TASK DIRECTIONS
Please give back word for word the lines below, from the first one through the one with "negative clicks: (141, 561)".

AVAILABLE DATA
--
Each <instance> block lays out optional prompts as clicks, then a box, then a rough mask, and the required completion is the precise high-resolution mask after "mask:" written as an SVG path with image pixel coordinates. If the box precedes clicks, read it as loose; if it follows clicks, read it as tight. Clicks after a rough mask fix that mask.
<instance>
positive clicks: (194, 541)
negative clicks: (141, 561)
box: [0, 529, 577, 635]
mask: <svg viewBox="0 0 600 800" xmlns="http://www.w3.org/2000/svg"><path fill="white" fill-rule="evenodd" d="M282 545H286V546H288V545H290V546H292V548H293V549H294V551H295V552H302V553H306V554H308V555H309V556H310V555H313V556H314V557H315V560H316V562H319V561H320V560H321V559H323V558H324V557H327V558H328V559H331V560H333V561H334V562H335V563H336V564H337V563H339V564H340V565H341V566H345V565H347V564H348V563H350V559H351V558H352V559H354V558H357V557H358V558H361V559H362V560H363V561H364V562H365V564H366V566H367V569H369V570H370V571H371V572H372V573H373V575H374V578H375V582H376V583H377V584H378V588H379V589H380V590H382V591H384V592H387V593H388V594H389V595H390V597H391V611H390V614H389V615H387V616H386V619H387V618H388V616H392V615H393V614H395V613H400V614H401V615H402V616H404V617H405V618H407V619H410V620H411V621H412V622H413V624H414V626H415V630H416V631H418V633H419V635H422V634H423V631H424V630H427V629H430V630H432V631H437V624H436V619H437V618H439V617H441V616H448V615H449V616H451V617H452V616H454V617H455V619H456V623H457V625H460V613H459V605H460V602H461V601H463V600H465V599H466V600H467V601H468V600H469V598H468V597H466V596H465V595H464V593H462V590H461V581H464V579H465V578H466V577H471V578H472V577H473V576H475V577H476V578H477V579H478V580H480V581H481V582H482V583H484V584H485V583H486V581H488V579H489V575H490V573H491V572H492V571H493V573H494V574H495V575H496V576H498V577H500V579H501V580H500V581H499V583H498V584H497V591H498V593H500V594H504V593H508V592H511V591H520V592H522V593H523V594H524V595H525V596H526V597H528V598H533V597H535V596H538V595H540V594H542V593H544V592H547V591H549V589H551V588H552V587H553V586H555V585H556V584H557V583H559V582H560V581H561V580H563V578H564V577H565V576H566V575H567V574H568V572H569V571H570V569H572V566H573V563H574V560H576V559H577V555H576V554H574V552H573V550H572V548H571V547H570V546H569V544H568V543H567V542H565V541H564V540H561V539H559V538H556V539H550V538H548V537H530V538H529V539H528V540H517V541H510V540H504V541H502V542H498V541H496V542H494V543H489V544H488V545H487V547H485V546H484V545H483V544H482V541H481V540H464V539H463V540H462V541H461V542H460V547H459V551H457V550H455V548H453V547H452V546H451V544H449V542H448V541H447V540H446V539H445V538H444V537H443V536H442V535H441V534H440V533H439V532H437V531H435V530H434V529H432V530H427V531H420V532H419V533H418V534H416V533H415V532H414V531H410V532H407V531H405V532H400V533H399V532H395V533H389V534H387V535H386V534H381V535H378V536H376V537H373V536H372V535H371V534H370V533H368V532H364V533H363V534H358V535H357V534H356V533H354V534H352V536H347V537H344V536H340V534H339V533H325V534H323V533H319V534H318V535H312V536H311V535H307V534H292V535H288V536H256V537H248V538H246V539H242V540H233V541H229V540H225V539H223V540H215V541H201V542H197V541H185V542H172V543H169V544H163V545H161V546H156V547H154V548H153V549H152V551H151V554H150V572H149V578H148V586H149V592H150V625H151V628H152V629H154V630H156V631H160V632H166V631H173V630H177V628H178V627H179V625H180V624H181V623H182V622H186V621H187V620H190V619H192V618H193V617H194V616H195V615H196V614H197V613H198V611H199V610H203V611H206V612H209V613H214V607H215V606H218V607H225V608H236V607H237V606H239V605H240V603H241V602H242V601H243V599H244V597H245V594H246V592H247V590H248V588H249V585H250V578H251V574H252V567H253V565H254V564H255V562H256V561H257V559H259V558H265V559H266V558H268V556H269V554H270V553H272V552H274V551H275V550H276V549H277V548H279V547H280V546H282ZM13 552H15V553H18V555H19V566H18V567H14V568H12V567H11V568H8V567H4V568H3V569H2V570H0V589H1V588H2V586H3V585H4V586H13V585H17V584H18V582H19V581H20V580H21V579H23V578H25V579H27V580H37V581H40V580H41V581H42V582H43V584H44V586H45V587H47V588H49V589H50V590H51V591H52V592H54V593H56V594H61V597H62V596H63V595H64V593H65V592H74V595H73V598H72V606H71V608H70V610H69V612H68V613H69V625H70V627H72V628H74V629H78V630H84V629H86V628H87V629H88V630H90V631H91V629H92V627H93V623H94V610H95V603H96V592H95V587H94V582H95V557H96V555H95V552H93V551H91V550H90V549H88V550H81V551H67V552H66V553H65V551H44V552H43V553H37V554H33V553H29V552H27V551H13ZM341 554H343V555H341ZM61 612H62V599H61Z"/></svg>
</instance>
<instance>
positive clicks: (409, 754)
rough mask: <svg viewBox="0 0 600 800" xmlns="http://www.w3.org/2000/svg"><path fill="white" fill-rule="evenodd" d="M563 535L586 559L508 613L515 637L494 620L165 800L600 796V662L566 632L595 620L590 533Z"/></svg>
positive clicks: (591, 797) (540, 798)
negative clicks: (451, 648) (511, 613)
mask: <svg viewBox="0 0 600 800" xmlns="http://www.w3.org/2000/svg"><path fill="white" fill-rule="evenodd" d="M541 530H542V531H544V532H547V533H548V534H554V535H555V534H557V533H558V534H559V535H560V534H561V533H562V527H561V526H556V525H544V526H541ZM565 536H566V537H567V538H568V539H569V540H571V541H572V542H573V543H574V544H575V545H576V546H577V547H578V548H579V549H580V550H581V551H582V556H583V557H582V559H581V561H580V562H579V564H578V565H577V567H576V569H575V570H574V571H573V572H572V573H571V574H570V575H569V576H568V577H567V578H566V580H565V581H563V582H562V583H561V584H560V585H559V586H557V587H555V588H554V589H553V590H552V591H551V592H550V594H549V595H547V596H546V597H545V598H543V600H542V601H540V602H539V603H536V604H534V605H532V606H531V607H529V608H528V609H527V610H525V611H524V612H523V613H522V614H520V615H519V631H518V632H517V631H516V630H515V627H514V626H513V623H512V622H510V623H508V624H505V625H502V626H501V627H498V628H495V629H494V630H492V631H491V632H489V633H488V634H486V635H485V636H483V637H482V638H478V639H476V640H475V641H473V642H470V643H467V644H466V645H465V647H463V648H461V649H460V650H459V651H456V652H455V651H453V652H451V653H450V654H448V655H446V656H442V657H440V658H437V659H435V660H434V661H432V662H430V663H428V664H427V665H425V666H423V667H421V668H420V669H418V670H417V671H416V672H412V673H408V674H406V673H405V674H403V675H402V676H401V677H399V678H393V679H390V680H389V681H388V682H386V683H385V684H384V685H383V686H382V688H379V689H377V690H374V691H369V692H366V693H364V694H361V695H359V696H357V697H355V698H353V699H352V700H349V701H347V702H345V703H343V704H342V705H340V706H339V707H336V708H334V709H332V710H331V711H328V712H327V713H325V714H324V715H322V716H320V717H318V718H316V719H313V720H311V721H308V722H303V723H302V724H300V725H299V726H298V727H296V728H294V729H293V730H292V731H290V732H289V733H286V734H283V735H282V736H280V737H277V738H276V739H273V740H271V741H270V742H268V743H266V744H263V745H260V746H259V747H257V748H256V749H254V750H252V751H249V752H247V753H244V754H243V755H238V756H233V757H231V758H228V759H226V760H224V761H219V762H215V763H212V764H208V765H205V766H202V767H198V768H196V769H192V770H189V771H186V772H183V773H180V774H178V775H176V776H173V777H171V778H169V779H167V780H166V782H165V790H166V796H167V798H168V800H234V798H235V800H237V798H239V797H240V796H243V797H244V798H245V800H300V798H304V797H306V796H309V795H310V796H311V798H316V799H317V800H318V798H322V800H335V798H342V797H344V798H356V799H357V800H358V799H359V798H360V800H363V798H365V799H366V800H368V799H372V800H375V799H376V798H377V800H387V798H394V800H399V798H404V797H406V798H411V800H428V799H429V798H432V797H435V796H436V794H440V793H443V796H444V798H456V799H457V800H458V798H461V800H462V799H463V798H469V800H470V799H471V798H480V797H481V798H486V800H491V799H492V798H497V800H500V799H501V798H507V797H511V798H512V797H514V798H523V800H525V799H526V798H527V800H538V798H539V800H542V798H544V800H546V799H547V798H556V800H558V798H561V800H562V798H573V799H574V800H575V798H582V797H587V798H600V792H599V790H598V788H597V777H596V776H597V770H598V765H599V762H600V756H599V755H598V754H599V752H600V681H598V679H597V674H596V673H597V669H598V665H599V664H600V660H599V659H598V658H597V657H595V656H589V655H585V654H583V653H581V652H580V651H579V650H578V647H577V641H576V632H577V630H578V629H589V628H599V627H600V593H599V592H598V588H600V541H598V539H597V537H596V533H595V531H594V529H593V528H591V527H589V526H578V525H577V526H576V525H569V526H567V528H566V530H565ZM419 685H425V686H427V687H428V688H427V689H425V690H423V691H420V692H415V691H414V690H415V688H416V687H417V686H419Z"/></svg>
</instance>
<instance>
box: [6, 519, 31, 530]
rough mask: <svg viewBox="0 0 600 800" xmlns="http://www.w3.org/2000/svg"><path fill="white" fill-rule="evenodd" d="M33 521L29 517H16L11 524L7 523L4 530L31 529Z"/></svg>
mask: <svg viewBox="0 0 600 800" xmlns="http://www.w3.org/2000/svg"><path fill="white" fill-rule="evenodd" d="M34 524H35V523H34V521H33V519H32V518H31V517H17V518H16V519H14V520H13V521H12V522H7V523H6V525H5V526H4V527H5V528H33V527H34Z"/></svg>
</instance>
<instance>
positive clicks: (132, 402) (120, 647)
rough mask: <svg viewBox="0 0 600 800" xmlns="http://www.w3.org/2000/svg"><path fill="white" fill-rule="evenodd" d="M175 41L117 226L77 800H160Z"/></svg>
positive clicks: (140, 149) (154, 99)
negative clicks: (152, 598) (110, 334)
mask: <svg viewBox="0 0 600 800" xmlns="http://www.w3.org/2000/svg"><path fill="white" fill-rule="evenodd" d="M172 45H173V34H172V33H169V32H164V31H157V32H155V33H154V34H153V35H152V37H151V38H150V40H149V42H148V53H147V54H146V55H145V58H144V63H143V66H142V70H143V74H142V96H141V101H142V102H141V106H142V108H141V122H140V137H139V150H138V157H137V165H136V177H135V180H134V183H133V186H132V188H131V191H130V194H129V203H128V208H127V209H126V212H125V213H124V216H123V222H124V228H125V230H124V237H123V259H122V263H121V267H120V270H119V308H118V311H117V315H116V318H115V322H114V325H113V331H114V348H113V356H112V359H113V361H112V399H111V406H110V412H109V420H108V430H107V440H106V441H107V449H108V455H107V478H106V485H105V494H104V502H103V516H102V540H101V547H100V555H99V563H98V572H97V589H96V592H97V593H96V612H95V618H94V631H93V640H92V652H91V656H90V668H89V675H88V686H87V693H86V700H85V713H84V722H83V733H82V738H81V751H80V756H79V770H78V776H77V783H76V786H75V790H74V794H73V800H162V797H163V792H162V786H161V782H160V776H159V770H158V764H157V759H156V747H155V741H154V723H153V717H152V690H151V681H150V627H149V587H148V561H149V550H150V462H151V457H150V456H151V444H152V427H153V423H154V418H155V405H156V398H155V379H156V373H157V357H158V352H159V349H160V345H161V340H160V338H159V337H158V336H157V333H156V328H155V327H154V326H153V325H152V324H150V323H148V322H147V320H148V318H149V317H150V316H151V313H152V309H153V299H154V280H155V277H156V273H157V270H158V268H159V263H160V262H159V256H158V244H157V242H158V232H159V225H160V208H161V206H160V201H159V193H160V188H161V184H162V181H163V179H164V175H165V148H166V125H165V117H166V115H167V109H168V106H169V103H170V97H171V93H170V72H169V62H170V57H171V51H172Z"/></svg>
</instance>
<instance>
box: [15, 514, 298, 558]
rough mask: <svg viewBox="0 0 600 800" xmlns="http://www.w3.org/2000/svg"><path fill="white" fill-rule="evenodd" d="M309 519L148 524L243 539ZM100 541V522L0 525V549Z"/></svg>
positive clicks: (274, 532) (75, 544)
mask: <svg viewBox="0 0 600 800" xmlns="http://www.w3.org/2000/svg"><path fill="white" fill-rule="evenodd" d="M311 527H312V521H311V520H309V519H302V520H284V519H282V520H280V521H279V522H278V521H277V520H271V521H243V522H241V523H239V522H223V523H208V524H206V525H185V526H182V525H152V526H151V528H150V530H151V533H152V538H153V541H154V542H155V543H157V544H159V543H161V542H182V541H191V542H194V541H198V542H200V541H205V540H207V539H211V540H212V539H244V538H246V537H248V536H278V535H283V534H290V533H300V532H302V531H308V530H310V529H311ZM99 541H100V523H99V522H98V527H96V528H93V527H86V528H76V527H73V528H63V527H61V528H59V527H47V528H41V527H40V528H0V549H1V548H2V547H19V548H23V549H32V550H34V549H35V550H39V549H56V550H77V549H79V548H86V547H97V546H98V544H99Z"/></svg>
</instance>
--
EXERCISE RESPONSE
Each <instance> block lays out optional prompts as clicks, then a box, then a rough mask, and the required completion is the precise high-resolution mask after "mask:" written as an SVG path with image pixel coordinates. If the box precedes clicks, read it as loose; if it follows clicks, read it as tight. Clicks after a rough mask fix that mask.
<instance>
positive clicks: (194, 541)
negative clicks: (141, 561)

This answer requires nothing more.